◆ Complete the following
- a) Which monetary amounts does the urea cost article mention? List every one.
- b) Pick up the urea cost article after its final sentence and keep writing it.

━━ Text extract

MUMBAI: With global natural gas prices declining significantly in the recent months, urea players are expected to witness a fall in their production cost following lower working capital funding requirements, according to a report.

The Asian spot LNG prices have declined precipitously from USD 9-10 per million metric British thermal units (mmbtu) in December 2018 to about USD 4 per mmbtu now, owing to a supply glut and milder winter demand," rating agency Icra said in a report.

The global natural gas price also witnessed correction in the recent months and the outlook for the same remaining benign, urea players will see their cost of production fall, it said.

While gas costs are a pass-through to the government, the same will result in lower working capital funding requirements for the urea manufacturers, it added.

Natural gas is a key raw material for the manufacturing of urea and comprises nearly 70 per cent of the total cost of producing urea.

As per our estimates, the cost of production of urea falls by around Rs 1,600-1,700 per tonne for each USD 1 per mmbtu fall in the gas price.

Thus the subsidy outgo for the government is also expected to reduce in the current fiscal, which will reduce the backlog for the industry if the fertiliser subsidy is kept unchanged in the coming Union Budget 2019-20, Icra senior vice-president K Ravichandran said.

━━━━
━━ Stored records

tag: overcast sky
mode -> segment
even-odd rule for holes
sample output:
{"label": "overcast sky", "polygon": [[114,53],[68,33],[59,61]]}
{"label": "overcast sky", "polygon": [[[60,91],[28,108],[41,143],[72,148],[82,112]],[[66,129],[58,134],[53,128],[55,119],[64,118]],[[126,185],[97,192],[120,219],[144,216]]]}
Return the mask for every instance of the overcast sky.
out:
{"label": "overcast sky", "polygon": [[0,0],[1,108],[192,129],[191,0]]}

━━━━

◆ Results
- a)
- USD 9-10 per million metric British thermal units (mmbtu)
- about USD 4 per mmbtu
- Rs 1,600-1,700 per tonne
- USD 1 per mmbtu

- b)
He said, as for the industry, while the decline in pooled gas prices will reduce the energy savings for the efficient players, it will improve their contribution on production above the cut-off quantity, for which they receive realisation linked to the import parity price of urea.

The government had completed the implementation of the direct benefit of transfer (DBT) for the fertiliser sector in March 2018, though the subsidy is still being routed through the industry, the report said.

In recent months there have been reports of the government is planning to introduce DBT to farmers for the fertiliser sector as well on a pilot basis.

The scheme will result in the fertiliser subsidy getting directly transferred to the farmers bank account since they would be paying the full price for the fertilizers, it added.

There have also been discussions held around the implementation of the Nutrient Based Subsidy (NBS) scheme for urea similar to the scheme currently operational for Phosphatic & Potassic (P&K) fertilizers, Icra said.

The NBS will aim at having a uniform subsidy for urea players and the retail price will become free for the players to set, though within a range.

The aim is to reduce the subsidy outgo for the fertiliser industry and also reduce the under-recoveries on account of the non-revision in various cost components.

While the scheme will a positive, the government will need to ensure that the disruption in payout of subsidy at the farmers level is minimized, he pointed out.

With fertiliser prices rising, there could also be some impact on the fertiliser sales volumes as was witnessed post the implementation of the NBS scheme for P&K fertilisers in the country, it said.